- [CONSIGNES ÉCRITES]:
1 – Relevez toutes les lignes des enregistrements qui contiennent la chaîne « building ».
2 – Donnez la suite du texte sur l'histoire des collections du musée Léon-Dierx, en reprenant après sa dernière phrase.

- [EXTRAIT DU DOCUMENT]:
-.-.-
HISTOIRE DES COLLECTIONS DU MUSÉE

Théo Van Rysselberghe, Visage de femme en plein air, 1890-1900

Les collections initiales du musée

Le musée Léon-Dierx est créé à l’initiative de deux écrivains originaires de l’île installés à Paris, Marius-Ary Leblond, pseudonyme de deux amis d’enfance, Georges Athénas et Aimé Merlo. En 1910, ils créent et animent à Paris un comité chargé de rassembler les collections du futur musée. Un second comité, crée en 1911 à La Réunion et animé par Adrien Merlo, frère d’Aimé Merlo, relaye les efforts du Comité parisien. Il se compose de notables locaux, issus de la bourgeoisie coloniale. Leur objectif : collecter des œuvres et documents destinés, en accord avec le comité parisien, à former une "section historique". 

Dès sa constitution, le musée possède un fonds de peintures ou de dessins d’artistes vivants dont certains font partie de l’avant-garde artistique des premières années du XXe siècle. Le sculpteur d’origine italienne Rembrandt Bugatti côtoie Antoine Bourdelle du Tarn-et-Garonne. Le peintre Louis Valtat alors en pleine ascension et soutenu par Ambroise Vollard, est exposé aux côtés de tableaux signés Armand Guillaumin ou Charles Lacoste. Les œuvres des artistes français dialoguent avec les Belges Théo van Rysselberghe et Émile Claus, le Norvégien Karl Edvard Diriks, l’Américain Frédérick-Carl Frieseke, le Russe Nicolas Tarkhoff ou encore l’Australien Ruppert Bunny.
-.-.-
- [DONNÉES FOURNIES]:
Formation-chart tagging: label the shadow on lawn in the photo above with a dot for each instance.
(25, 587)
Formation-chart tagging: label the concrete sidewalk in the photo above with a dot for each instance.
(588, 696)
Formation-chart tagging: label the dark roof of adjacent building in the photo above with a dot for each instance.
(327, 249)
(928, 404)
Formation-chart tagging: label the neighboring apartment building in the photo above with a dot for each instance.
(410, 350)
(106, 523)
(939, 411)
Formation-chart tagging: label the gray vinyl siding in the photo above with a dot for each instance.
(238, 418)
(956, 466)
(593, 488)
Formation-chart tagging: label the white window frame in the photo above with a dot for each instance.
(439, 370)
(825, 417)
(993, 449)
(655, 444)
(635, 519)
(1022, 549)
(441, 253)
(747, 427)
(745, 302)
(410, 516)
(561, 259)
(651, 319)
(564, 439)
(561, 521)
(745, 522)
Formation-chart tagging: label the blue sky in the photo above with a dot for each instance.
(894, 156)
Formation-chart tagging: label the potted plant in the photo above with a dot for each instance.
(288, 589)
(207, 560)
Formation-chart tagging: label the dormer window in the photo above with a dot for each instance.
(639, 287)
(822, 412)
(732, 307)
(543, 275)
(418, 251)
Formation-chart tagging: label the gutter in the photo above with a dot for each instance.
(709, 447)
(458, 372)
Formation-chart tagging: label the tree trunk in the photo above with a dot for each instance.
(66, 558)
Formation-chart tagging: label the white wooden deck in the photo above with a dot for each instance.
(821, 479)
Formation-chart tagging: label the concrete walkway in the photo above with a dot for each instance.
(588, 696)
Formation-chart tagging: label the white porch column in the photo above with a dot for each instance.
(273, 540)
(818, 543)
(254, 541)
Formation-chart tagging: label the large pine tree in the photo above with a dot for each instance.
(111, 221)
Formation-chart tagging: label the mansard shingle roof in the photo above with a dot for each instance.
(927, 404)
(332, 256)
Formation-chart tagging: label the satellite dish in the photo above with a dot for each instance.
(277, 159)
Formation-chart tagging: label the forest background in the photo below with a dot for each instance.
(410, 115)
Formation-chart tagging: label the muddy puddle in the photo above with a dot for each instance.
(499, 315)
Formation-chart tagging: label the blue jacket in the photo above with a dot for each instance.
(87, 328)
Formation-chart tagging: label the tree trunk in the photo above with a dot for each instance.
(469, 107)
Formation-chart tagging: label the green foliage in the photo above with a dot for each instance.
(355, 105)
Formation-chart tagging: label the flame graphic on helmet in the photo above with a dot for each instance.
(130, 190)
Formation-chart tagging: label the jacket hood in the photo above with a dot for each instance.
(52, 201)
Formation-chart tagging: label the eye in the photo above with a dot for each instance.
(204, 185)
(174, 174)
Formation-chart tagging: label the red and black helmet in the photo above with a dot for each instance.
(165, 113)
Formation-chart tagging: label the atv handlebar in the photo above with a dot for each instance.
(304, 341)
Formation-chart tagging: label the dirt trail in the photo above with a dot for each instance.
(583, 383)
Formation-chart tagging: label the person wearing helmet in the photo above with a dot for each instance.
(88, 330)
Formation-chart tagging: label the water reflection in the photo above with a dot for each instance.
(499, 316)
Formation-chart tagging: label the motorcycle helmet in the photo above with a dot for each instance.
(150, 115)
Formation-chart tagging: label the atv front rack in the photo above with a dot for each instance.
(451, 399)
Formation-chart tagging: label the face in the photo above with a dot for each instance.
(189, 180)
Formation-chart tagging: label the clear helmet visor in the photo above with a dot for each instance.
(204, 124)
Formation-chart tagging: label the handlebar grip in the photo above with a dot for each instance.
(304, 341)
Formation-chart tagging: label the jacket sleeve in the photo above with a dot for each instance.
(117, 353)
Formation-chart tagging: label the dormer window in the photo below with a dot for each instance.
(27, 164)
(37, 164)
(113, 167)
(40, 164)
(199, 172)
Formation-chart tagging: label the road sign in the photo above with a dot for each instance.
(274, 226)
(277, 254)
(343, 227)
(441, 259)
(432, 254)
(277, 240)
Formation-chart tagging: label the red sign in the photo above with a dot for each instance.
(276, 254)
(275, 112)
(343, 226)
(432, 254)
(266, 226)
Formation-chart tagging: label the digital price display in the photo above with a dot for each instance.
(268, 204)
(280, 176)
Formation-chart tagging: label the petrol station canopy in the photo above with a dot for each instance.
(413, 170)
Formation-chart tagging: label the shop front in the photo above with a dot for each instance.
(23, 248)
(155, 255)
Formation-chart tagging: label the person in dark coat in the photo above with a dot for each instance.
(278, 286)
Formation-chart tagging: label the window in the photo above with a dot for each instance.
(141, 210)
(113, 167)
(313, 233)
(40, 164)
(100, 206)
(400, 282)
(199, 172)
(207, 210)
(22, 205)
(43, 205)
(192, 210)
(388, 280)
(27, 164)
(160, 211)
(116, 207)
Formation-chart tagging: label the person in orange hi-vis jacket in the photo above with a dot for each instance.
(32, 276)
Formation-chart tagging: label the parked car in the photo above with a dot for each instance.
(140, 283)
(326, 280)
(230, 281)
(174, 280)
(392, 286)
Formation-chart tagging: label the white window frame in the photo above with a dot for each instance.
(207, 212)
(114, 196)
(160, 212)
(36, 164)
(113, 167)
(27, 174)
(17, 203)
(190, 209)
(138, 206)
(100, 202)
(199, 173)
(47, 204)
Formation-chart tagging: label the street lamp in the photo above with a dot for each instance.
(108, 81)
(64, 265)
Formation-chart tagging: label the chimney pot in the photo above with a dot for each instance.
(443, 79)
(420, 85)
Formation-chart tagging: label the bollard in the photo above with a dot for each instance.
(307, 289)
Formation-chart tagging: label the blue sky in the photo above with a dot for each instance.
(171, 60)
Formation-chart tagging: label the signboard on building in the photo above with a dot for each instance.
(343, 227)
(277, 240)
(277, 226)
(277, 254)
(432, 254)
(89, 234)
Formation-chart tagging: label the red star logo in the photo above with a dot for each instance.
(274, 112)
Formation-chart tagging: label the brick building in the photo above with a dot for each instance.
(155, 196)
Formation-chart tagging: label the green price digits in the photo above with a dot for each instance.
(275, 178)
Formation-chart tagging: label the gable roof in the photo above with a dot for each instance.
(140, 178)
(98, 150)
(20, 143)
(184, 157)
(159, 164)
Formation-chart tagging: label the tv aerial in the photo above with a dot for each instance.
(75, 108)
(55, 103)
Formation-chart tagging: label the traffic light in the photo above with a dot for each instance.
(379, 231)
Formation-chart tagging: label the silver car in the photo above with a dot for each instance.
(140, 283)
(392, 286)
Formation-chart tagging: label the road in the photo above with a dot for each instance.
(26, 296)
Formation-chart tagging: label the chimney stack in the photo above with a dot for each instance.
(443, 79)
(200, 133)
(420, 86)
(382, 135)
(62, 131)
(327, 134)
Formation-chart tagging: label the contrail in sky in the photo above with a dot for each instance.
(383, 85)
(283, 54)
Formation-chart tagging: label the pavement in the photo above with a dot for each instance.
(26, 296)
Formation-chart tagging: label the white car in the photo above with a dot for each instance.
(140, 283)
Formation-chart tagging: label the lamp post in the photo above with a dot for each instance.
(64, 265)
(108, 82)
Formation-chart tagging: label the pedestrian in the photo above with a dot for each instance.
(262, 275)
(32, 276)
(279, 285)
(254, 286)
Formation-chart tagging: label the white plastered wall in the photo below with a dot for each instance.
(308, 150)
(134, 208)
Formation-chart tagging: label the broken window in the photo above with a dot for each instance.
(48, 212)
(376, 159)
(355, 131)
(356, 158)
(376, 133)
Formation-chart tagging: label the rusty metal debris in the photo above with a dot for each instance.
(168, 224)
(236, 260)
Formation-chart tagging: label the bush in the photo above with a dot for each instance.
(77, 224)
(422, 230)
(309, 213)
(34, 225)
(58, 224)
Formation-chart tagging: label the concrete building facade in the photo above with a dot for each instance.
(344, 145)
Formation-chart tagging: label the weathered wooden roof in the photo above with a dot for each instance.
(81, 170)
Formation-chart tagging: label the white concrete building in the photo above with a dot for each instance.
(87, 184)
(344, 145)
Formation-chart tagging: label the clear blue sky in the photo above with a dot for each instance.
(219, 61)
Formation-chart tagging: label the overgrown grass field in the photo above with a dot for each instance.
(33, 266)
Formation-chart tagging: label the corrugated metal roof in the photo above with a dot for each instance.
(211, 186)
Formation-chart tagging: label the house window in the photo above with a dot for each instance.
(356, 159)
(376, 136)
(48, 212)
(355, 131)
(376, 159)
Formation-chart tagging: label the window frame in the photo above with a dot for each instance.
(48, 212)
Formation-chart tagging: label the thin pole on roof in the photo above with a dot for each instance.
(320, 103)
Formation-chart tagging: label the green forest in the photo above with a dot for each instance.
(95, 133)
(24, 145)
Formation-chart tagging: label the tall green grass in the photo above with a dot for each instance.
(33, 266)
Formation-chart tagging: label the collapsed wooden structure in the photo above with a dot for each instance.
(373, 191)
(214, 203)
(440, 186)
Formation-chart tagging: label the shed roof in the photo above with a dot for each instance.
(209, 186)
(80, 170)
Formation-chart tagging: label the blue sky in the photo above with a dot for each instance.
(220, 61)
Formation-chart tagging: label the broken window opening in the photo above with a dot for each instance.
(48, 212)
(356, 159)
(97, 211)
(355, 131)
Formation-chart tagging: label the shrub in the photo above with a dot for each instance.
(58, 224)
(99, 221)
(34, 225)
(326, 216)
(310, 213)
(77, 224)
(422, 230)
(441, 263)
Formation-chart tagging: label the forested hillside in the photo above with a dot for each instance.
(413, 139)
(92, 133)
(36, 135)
-.-.-
- [RÉPONSES PAR CONSIGNE]:
1 –
Formation-chart tagging: label the dark roof of adjacent building in the photo above with a dot for each instance.
Formation-chart tagging: label the neighboring apartment building in the photo above with a dot for each instance.
Formation-chart tagging: label the signboard on building in the photo above with a dot for each instance.
Formation-chart tagging: label the brick building in the photo above with a dot for each instance.
Formation-chart tagging: label the concrete building facade in the photo above with a dot for each instance.
Formation-chart tagging: label the white concrete building in the photo above with a dot for each instance.

2 –
Très rapidement, le projet connaît aussi un vrai succès à La Réunion où la population locale, en réponse aux dons provenant de Paris, lègue une partie des objets de leur patrimoine: épée, meubles, objets d'arts décoratifs, documents d'archives, portraits de gloires familiales ou littéraires ... autant d’objets évoquant le patrimoine et l’art de vivre créoles mais aussi la nostalgie de la colonie des XVIIIe et XIXe siècles.

Les dons faits par les familles réunionnaises permettent aussi de dresser un panorama de la création artistique à La Réunion durant le XIXe siècle. Elles donnent des dessins, des peintures, des estampes dus aux principaux artistes créoles ou aux artistes ayant vécu à La Réunion tels qu'Émile Grimaud, Louis-Antoine Roussin, Adèle Ferrand ou Adolphe Le Roy.  

Complétant cette première présentation, les Leblond créent une section consacrée à Paul et Virginie, roman à succès international à l’origine d’une importante production iconographique. Le musée Léon-Dierx est le premier musée français à évoquer cette thématique dans le parcours permanent de ses collections.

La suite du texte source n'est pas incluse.